▶ [Task prompt]: Write out every row below word for word, leaving out the pictures.
-- BEGIN Materials provided --
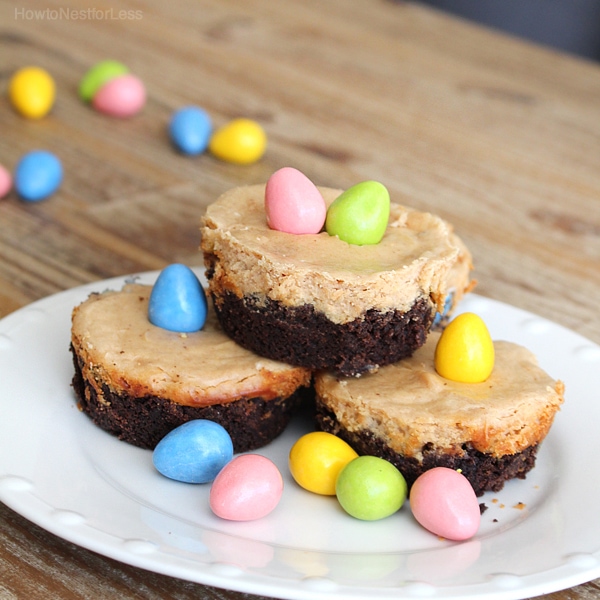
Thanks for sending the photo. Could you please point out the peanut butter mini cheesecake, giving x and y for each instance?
(139, 381)
(316, 301)
(411, 416)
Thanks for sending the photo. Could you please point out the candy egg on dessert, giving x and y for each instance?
(241, 141)
(316, 459)
(248, 488)
(465, 350)
(293, 204)
(443, 501)
(38, 174)
(194, 452)
(177, 301)
(32, 91)
(190, 129)
(370, 488)
(360, 214)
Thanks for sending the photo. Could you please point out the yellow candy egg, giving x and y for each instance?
(465, 350)
(241, 141)
(316, 459)
(31, 92)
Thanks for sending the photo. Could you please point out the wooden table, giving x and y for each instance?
(498, 136)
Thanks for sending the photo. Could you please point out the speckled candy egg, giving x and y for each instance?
(360, 214)
(38, 175)
(316, 459)
(32, 92)
(122, 96)
(241, 141)
(248, 488)
(177, 300)
(190, 129)
(443, 501)
(98, 75)
(465, 350)
(194, 452)
(370, 488)
(293, 203)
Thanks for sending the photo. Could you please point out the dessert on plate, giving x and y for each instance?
(316, 301)
(410, 415)
(139, 381)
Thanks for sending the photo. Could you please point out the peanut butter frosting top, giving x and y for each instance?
(408, 404)
(120, 348)
(419, 256)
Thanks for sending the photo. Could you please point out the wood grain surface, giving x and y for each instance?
(498, 136)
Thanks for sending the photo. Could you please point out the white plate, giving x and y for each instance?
(60, 471)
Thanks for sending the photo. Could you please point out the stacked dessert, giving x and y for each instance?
(344, 288)
(359, 313)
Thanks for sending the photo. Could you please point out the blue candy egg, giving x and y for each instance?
(38, 175)
(194, 452)
(177, 300)
(190, 130)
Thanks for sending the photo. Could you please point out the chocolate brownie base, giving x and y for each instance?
(484, 471)
(251, 423)
(303, 337)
-- END Materials provided --
▶ [Final result]:
Thanks for sending the photo. Could you please point out the peanut butter mini cheesecake, giving x and y for each instance?
(139, 381)
(316, 301)
(411, 416)
Thanks for sending the photo. Could you please point out the candy egg on dessert, giving x and y for each instance?
(241, 141)
(316, 459)
(248, 488)
(465, 350)
(293, 204)
(443, 501)
(38, 174)
(194, 452)
(177, 301)
(32, 91)
(190, 129)
(370, 488)
(360, 214)
Thanks for sending the photo. Could you please point out the yellow candy egg, giving x and y for each instance?
(465, 350)
(241, 141)
(316, 459)
(31, 92)
Thanks for sending the photo. Could you please point out the wooden table, giving x and y for each instance?
(498, 136)
Thanks for sending the photo. Could you please point out the speckled candy egg, giving x and y for each instance?
(360, 214)
(38, 175)
(316, 459)
(32, 92)
(122, 96)
(241, 141)
(248, 488)
(177, 300)
(190, 129)
(443, 501)
(98, 75)
(465, 350)
(194, 452)
(370, 488)
(293, 203)
Thanks for sending the photo. Could you please point out the dessert on plate, giving x and y for each instance?
(316, 301)
(410, 415)
(139, 381)
Thanks for sending the photo. Could you please point out the peanut butter frosting top, giving x and y for each instance?
(408, 404)
(120, 348)
(419, 256)
Thanks for sending the photo. Could you please point out the wood grain surface, giving x and y for each instance?
(498, 136)
Thanks for sending the photo. Could you please point out the white plate, giving x and y for each instance?
(60, 471)
Thanks for sending the photo. Could you please point out the stacked dessert, giving x and y for each instance?
(344, 288)
(359, 313)
Thanks for sending the photo. Could you please point out the blue candy egg, giving x and y for each instance?
(38, 175)
(194, 452)
(177, 300)
(190, 130)
Thanks for sending the photo. Could you please point out the chocolate brownie base, giving x and y for each instance?
(484, 471)
(251, 423)
(303, 337)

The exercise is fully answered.